═════ SUPPLIED INFORMATION ═════

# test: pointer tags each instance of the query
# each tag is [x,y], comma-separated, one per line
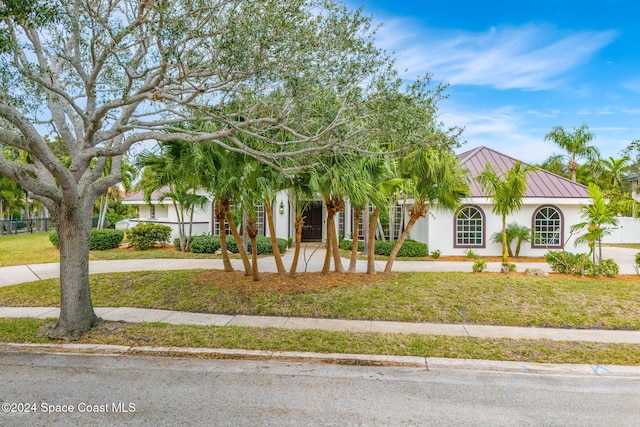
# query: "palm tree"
[506,192]
[576,144]
[613,170]
[433,176]
[171,172]
[597,216]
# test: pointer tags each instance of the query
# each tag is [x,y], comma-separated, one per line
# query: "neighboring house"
[551,206]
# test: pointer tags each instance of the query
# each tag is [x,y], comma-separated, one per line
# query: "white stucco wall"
[437,228]
[627,231]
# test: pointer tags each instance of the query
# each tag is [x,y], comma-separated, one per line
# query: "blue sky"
[516,69]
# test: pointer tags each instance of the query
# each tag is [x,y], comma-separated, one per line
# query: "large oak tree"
[104,75]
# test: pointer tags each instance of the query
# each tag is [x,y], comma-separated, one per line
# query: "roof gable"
[540,183]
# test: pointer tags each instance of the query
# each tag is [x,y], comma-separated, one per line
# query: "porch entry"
[312,229]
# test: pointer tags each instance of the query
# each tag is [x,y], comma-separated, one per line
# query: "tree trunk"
[296,254]
[76,310]
[337,260]
[417,211]
[239,243]
[221,210]
[272,236]
[354,243]
[326,267]
[505,254]
[371,257]
[252,231]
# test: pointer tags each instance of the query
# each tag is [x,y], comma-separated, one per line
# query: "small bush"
[264,245]
[410,248]
[53,238]
[479,265]
[205,244]
[346,245]
[471,254]
[101,240]
[144,236]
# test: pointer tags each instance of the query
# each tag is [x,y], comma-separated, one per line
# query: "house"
[551,206]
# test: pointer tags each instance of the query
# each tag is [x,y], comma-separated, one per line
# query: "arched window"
[547,227]
[469,227]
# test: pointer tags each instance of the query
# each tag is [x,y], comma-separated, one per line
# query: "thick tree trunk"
[371,255]
[417,211]
[354,243]
[222,208]
[252,231]
[239,243]
[326,267]
[272,236]
[296,254]
[76,311]
[505,252]
[337,260]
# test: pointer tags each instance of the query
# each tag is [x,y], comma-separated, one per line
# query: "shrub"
[53,238]
[410,248]
[566,262]
[471,254]
[205,244]
[264,245]
[144,236]
[101,240]
[347,244]
[479,265]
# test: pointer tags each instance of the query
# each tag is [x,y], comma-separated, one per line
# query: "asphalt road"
[55,389]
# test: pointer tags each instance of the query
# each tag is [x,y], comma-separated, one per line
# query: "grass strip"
[160,334]
[489,299]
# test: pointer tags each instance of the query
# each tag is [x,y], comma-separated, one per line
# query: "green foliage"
[145,235]
[264,245]
[346,245]
[410,248]
[53,238]
[580,264]
[101,240]
[471,254]
[479,265]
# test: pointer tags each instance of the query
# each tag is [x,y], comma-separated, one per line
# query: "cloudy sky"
[516,69]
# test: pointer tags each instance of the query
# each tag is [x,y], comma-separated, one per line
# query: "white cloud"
[532,57]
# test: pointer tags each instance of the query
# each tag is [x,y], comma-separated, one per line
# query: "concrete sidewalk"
[311,260]
[127,314]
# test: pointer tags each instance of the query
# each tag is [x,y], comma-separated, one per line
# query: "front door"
[312,229]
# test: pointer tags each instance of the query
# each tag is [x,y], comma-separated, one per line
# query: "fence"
[15,226]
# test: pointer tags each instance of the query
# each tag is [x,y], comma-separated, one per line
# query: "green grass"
[37,249]
[490,299]
[159,334]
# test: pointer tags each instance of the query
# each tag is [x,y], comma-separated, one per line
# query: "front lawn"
[159,334]
[490,299]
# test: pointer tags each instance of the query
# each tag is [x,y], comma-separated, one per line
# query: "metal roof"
[541,183]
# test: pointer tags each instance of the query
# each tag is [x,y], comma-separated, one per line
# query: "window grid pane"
[547,227]
[469,227]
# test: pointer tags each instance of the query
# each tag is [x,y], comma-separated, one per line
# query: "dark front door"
[312,229]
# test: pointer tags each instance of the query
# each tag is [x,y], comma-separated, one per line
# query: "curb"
[415,362]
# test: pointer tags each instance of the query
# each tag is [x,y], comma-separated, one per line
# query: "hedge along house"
[550,207]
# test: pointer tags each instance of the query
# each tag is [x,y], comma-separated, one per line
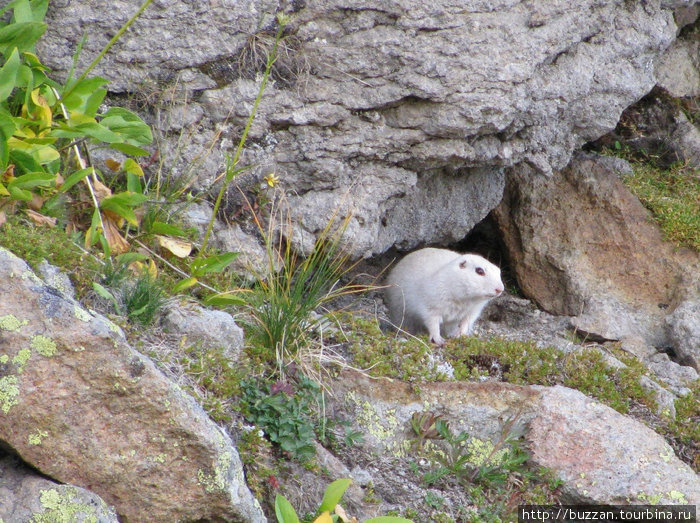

═════

**EXERCISE AIM:** Without including any picture, retype the entries exactly.

**RESPONSE:**
# test: pointer tags each instance of the query
# each tag is [x,y], comma-separated, one per line
# query: "palm tree"
[506,192]
[576,144]
[613,170]
[433,176]
[171,172]
[597,216]
# test: pointer tags each instance of the query
# each tag is [x,y], comma-separated, one per line
# query: "neighboring house"
[551,206]
# test: pointer tags each instance of the query
# each tag is [x,y], comma-separated, one per line
# query: "white stucco wall"
[437,228]
[627,231]
# test: pointer tags each instance of the query
# each tag is [x,y], comma-separated, one per line
# query: "blue sky"
[516,69]
# test: pointer tags each instance of the query
# each tag is [x,y], comma-separated, one per line
# query: "large oak tree"
[104,75]
# test: pointer tags each instance of the query
# each tag is [x,y], comma-separated, one per line
# query: "roof gable"
[540,183]
# test: pointer tags each instance of the query
# each tag is [x,y], comma-separated, one per line
# query: "porch entry"
[312,229]
# test: pointer tags each instance of the query
# each tag is [x,y], comma-separated, one per line
# query: "tree trunk"
[296,254]
[76,310]
[337,260]
[417,211]
[239,243]
[221,210]
[272,236]
[354,243]
[326,267]
[505,254]
[371,257]
[252,231]
# test: pointer tags each instance of the query
# each tag is [x,y], comma-separated, one per line
# query: "small bush"
[264,245]
[410,248]
[53,238]
[479,265]
[205,244]
[346,245]
[471,254]
[101,240]
[144,236]
# test: pointer tags each instance of the query
# each tag is [x,y], comma-separated, one per line
# query: "house"
[551,206]
# test: pointer tags each instance of the query
# each tag is [x,y], comma-separated, one per line
# query: "arched window"
[547,227]
[469,227]
# test: pointer tags each instance of the query
# each tag is [x,y], comma-separated, one per line
# query: "thick tree trunk"
[371,255]
[417,211]
[354,243]
[222,208]
[252,231]
[239,243]
[326,267]
[272,236]
[296,254]
[76,311]
[505,252]
[337,260]
# test: pointer tags each instance of the query
# each tag is [x,y], comma-separated, one per line
# query: "shrub"
[53,238]
[410,248]
[566,262]
[471,254]
[205,244]
[264,245]
[144,236]
[101,240]
[347,244]
[479,265]
# test: pointer tags each instance of the query
# each tag is [x,y], comma-separated, one per line
# query: "asphalt road"
[55,389]
# test: pointer tags each instance of the query
# each tag is [x,y], comma-separated, one per line
# query: "grass strip"
[160,334]
[489,299]
# test: pointer tags each instance of the query
# each tag is [x,y], comma-separated, one per line
# query: "green foliage"
[145,235]
[264,245]
[346,245]
[410,248]
[53,238]
[580,264]
[101,240]
[471,254]
[479,265]
# test: pointer tags each instance of the query
# each tag is [x,y], comma-separated, one per line
# query: "cloudy sky"
[516,69]
# test: pointer tags each instance of the query
# each tag is [x,y], comma-separated, one per line
# query: "white cloud"
[532,57]
# test: pointer tags each instance of the query
# each tag is [x,y], comma-separated, one per line
# query: "concrete sidewalk"
[311,260]
[127,314]
# test: pointer tags each instance of the query
# each tag is [x,y], comma-separated, one per line
# query: "front door"
[312,229]
# test: pointer tags each instance of the query
# each tag is [x,y], comma-separated, one per line
# query: "fence"
[15,226]
# test: pointer tags each instance of the query
# each tag is [x,y], comma-separated, one per line
# query: "green grass"
[37,249]
[490,299]
[159,334]
# test: pointer tags each instance of the query
# each tag is [x,y], comma-separated, one per line
# query: "front lawn"
[159,334]
[490,299]
# test: pointer tags each instance of the query
# each tag is [x,y], comma-separated, one per line
# query: "metal roof"
[541,183]
# test: pointer tags each instance of the query
# each tag is [x,y], comma-separated, one per line
# query: "window grid pane"
[547,227]
[469,227]
# test: pointer tags each instance of the query
# each tag is [x,y], comma-separated, one per line
# query: "dark front door"
[312,229]
# test: pointer tags each instance of the query
# each tag is [x,y], comma-separated, one per line
# query: "curb"
[415,362]
# test: pointer tags each instance of the query
# each tag is [x,y], comma-separated, one per line
# query: "hedge along house"
[550,207]
# test: pointer tags each instance of the query
# each tag is [x,y], comma-separated, one per line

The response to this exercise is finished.